* **TRY IT**
All that is wanted is an exact copy of the lines below, starting at the one that contains "Keypoint guideline: for each instance of the dirt" and running to the end.

* **MATERIAL FOR THE TASK**
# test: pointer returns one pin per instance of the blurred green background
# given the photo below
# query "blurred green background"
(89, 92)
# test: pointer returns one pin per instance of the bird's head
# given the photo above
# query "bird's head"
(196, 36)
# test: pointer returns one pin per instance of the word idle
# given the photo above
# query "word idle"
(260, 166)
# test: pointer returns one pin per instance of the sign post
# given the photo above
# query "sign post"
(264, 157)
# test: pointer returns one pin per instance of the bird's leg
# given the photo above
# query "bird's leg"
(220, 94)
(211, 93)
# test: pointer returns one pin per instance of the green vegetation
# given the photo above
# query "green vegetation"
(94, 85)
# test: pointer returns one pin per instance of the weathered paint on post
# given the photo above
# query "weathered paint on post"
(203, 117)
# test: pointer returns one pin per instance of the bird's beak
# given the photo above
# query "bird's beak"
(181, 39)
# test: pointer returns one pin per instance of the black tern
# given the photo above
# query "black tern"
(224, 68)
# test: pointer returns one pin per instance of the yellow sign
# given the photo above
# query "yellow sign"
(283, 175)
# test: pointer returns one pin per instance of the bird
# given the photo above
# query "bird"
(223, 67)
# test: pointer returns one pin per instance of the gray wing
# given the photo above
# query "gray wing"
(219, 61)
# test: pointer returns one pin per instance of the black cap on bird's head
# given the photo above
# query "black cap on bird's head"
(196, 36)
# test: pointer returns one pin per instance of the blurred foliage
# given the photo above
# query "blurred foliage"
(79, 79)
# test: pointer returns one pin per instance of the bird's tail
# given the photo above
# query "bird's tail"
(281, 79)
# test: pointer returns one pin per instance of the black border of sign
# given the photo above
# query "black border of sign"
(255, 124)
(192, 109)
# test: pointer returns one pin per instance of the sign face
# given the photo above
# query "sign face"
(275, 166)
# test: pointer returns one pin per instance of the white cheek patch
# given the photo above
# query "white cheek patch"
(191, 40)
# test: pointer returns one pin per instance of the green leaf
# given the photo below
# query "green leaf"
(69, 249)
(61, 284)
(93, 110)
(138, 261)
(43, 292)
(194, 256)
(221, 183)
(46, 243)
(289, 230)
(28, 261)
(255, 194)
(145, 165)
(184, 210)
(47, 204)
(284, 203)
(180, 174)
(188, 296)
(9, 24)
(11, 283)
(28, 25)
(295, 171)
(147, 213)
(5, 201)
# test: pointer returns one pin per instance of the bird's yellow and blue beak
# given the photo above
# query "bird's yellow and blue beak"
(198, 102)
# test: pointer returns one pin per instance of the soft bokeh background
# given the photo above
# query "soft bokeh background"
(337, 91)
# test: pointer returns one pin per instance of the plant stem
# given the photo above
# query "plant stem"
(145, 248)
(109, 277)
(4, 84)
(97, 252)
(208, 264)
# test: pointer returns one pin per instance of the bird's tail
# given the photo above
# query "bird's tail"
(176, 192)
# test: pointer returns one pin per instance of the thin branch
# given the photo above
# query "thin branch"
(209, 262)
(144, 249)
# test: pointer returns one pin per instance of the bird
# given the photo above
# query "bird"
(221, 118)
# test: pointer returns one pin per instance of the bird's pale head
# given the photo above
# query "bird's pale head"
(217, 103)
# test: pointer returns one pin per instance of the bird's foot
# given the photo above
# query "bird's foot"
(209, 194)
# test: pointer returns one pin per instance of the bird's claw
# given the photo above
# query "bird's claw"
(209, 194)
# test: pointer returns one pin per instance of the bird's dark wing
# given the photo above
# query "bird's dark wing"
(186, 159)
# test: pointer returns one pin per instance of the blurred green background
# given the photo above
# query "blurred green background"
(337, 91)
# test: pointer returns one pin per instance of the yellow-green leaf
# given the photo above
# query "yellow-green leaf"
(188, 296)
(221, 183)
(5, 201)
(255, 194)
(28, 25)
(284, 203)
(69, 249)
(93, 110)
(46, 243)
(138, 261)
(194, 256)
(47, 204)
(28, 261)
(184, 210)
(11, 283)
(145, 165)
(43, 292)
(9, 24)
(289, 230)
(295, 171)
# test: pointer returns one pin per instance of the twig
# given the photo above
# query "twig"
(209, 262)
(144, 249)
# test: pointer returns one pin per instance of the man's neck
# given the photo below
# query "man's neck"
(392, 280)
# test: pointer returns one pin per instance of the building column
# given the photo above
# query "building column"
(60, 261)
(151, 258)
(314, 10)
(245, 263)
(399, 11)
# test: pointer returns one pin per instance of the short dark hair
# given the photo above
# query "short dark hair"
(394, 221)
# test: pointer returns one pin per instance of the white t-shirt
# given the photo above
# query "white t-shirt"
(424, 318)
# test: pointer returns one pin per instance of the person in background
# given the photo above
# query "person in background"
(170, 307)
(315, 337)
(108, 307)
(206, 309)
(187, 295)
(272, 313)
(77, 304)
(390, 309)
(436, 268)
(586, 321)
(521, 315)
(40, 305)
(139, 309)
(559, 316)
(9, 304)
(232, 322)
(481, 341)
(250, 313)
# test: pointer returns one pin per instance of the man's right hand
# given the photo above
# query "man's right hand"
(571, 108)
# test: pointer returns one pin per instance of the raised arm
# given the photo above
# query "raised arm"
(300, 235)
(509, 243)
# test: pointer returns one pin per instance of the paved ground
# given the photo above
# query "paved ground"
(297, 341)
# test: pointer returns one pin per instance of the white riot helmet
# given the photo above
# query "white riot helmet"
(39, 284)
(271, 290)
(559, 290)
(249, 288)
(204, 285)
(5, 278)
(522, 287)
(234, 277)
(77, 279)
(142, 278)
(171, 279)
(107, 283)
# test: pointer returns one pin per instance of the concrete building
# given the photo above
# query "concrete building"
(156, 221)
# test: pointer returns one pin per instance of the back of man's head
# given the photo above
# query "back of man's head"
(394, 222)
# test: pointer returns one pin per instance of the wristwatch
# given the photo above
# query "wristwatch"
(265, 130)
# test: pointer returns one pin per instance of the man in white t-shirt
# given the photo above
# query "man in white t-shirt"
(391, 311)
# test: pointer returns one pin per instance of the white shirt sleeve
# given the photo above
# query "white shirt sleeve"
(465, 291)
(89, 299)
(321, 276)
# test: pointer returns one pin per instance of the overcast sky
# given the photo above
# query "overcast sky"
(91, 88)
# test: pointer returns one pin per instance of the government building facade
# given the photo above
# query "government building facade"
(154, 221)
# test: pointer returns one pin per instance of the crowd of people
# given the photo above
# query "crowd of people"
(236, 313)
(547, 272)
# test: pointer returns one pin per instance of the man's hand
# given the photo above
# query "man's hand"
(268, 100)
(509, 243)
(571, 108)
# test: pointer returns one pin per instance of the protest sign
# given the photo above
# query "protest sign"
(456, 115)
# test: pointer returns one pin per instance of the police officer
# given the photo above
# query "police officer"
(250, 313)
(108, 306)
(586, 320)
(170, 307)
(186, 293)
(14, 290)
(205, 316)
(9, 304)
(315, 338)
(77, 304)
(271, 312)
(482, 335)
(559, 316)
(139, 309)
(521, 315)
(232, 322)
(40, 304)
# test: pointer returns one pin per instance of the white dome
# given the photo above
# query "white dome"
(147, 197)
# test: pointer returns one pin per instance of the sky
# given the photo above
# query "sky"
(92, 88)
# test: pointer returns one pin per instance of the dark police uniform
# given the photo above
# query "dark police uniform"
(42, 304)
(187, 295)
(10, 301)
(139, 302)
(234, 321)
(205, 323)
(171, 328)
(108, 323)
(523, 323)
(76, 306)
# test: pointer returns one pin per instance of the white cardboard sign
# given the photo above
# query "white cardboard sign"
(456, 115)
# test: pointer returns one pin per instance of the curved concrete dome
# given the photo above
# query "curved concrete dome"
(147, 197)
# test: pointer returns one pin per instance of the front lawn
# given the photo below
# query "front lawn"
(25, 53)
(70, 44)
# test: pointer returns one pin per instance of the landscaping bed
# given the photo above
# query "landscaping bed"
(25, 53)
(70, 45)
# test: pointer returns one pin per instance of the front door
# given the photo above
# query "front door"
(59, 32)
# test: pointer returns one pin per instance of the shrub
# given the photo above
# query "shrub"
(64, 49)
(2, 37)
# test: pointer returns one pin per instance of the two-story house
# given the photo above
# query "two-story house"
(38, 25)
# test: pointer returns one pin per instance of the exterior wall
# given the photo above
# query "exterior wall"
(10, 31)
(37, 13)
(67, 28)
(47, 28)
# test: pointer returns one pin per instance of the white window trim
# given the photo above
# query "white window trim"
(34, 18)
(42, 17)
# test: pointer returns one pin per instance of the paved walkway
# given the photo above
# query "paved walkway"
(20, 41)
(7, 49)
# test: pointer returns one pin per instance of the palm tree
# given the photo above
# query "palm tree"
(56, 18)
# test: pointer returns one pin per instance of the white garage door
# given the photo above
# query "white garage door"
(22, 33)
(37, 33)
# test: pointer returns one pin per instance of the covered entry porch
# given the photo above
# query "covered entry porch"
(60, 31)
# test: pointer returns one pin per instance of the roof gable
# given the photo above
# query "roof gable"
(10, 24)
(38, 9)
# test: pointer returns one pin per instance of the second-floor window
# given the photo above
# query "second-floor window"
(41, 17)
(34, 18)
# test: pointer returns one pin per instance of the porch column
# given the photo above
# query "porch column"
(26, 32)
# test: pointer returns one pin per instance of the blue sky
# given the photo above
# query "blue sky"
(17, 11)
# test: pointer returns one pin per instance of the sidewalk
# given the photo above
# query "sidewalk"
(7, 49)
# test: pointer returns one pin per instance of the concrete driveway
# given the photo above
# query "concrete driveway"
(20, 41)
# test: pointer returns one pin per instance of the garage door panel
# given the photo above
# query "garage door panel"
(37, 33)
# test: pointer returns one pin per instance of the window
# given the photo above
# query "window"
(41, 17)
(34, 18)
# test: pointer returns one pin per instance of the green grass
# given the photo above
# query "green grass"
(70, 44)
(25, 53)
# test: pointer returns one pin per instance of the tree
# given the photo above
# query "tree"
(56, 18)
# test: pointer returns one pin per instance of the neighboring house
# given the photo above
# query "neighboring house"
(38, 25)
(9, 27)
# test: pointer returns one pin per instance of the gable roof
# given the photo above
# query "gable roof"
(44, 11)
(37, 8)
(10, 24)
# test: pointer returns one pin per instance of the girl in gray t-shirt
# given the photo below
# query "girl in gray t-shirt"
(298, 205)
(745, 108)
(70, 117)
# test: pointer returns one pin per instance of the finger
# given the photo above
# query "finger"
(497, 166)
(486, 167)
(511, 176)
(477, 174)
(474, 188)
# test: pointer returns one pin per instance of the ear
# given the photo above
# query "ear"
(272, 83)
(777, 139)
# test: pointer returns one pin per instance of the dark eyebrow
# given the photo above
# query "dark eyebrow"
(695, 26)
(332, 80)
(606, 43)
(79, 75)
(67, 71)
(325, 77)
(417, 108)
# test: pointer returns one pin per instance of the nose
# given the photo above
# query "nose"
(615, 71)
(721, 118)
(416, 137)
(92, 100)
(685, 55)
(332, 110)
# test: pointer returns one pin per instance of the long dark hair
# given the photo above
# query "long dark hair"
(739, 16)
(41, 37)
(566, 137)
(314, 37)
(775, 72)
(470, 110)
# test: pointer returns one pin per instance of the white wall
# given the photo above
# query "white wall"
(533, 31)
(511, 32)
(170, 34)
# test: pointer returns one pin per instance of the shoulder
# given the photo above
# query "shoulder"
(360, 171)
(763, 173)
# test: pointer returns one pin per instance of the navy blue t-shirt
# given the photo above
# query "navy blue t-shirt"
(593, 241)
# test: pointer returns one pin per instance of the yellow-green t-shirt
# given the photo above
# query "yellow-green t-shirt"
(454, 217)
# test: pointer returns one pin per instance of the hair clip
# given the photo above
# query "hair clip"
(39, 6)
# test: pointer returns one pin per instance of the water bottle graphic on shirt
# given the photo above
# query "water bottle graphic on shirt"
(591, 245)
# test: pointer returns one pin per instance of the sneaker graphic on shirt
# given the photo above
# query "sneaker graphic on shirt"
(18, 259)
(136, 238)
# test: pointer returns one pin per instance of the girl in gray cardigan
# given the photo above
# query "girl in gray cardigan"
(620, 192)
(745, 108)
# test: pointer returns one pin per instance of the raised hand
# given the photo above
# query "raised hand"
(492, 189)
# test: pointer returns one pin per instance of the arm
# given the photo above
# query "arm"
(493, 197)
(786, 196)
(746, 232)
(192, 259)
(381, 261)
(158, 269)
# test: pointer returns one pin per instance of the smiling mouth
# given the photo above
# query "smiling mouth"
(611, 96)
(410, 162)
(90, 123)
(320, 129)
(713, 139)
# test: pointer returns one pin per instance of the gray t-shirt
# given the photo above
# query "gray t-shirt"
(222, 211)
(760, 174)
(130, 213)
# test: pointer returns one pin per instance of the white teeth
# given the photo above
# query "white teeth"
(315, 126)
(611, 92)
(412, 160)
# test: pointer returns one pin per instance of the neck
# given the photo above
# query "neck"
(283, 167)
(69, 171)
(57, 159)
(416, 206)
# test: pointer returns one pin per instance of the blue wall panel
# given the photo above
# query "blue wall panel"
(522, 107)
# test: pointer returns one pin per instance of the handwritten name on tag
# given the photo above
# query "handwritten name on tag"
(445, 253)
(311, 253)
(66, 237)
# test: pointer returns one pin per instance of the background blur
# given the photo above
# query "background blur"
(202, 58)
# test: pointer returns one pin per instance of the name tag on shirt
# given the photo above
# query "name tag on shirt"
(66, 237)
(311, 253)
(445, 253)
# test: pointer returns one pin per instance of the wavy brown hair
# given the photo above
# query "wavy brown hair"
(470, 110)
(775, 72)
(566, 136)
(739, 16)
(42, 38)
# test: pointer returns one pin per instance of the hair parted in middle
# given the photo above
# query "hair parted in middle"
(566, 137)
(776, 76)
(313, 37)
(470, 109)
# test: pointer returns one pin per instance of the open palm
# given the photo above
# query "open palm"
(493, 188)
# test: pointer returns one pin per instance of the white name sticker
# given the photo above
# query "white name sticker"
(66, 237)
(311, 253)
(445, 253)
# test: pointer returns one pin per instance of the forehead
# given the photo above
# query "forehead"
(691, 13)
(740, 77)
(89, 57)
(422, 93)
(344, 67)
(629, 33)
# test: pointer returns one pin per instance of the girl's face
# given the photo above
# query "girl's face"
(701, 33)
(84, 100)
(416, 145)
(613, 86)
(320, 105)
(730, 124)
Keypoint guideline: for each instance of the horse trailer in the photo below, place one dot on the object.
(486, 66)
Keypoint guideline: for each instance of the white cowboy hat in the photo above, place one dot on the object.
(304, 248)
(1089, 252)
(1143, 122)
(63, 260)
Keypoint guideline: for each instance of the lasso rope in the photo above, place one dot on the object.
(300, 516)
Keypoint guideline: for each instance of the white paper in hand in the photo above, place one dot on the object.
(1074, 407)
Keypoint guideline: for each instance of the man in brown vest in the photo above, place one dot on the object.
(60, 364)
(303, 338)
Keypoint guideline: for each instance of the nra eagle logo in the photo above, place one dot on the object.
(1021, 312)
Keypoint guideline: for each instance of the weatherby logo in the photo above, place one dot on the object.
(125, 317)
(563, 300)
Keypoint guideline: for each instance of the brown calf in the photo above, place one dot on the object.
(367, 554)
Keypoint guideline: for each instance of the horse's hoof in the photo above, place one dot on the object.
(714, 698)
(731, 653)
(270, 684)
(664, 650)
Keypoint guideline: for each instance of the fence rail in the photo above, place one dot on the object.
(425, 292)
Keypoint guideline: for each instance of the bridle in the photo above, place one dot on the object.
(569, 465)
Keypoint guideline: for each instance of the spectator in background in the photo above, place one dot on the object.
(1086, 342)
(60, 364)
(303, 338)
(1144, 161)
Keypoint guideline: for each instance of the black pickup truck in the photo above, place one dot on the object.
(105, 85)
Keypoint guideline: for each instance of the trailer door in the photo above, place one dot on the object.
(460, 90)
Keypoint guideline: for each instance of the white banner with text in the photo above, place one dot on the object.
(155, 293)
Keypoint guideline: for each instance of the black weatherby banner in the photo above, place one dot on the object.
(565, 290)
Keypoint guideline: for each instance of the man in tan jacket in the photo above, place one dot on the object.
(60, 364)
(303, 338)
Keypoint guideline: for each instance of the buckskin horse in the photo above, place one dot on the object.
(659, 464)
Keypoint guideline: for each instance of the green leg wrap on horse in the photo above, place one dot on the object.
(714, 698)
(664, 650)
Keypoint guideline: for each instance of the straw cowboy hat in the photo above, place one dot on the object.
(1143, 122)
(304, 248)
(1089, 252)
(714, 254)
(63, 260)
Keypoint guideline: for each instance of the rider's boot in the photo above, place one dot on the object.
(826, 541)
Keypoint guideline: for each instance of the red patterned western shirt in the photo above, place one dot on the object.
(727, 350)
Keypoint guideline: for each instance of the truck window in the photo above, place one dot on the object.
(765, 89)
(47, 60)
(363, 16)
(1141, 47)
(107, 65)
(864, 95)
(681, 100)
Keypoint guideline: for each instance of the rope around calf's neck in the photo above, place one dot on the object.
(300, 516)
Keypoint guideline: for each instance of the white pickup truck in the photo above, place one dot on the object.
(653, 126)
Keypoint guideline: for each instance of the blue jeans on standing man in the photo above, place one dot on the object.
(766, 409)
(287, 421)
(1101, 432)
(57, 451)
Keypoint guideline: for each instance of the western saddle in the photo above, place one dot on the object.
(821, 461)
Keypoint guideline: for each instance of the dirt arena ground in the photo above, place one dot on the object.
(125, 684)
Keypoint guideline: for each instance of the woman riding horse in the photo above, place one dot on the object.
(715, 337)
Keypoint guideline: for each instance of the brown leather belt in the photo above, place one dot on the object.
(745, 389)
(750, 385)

* **ANSWER TO THE EXERCISE**
Keypoint guideline: for each instance of the dirt arena ground in the photo above, place one dot on the object.
(125, 684)
Keypoint guideline: for each instance of the woman riding horse in the photo above, place one dot on the object.
(715, 337)
Keypoint guideline: for each instance of the brown leather belt in the photo above, place one dot on the object.
(745, 389)
(750, 385)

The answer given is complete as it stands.